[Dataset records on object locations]
(begin)

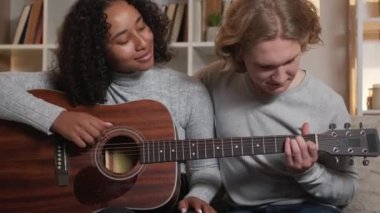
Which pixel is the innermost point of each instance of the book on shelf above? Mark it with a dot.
(21, 24)
(35, 19)
(177, 21)
(209, 8)
(170, 12)
(197, 22)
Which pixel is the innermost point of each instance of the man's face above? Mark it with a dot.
(272, 65)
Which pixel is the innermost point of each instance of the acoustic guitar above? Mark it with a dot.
(133, 165)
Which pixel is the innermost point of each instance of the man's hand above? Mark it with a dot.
(81, 128)
(300, 154)
(197, 204)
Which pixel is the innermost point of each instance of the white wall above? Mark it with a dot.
(330, 61)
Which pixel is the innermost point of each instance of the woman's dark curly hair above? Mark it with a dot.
(82, 71)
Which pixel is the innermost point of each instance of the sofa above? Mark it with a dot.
(367, 200)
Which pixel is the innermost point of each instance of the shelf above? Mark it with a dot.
(367, 47)
(189, 56)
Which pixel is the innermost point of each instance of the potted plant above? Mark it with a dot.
(213, 24)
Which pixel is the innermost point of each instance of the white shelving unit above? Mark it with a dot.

(end)

## Exercise description
Could you copy every line of the material above word for word, omitting the pictures?

## Response to the exercise
Which pixel is the innermost point of each instance of the book on shelf above? Mark it with a dot.
(21, 24)
(35, 19)
(177, 21)
(209, 8)
(170, 12)
(197, 22)
Which pixel is the innermost point of each instance of the man's face above? Mark it with a dot.
(272, 65)
Which pixel is the innermost point of each instance of the acoustic guitar above? Mark it with a dot.
(133, 165)
Which pixel is the innermost point of each instance of the man's hand above? Mark it with a dot.
(81, 128)
(300, 154)
(197, 204)
Which pixel is the innermost point of each instance of the white wall above? Mark it with a dot.
(330, 61)
Which pixel is the innermost point of each instance of the woman's dark curly hair above? Mark it with a dot.
(82, 71)
Which pixel is the innermost point of each instance of the sofa above? Mark it with a dot.
(367, 200)
Which pixel is the innermost point of each instance of the shelf above? Mark it with a dot.
(367, 47)
(189, 56)
Which pixel is the innermost point of each instance of the potted plant above? Mark it with a dot.
(213, 24)
Which pixel is the innermost point of each instance of the white shelving unit above? Mark it with a dot.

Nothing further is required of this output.